== EXERCISE DIRECTIONS ==
Count the lines in the records below that contain the word "giraffe". Reply with that number only.

[start RECORDS SUPPLIED]

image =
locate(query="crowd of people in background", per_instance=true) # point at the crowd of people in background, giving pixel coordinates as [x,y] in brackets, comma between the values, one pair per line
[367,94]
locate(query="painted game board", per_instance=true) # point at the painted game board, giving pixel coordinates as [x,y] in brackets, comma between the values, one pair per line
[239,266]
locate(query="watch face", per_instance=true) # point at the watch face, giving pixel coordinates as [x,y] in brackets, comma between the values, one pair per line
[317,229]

[end RECORDS SUPPLIED]
[start RECORDS SUPPLIED]

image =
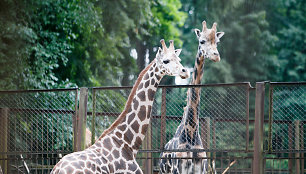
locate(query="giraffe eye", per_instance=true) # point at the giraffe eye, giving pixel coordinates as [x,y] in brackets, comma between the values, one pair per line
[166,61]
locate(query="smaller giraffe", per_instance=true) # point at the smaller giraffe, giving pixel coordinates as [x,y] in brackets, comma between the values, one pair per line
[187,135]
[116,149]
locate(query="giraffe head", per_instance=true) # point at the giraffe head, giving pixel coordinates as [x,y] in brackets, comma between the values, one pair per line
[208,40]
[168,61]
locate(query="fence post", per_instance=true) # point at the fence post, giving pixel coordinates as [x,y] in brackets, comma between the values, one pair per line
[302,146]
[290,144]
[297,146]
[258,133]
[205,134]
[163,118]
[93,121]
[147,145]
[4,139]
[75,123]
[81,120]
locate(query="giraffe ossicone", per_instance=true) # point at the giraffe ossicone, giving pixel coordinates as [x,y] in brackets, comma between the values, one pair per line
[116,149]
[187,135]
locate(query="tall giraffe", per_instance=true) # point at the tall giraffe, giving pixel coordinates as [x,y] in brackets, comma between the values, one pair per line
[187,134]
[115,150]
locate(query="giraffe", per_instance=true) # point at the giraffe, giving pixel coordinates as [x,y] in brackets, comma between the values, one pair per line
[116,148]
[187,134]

[end RECORDS SUPPLIED]

== WRITTEN RESPONSE ==
6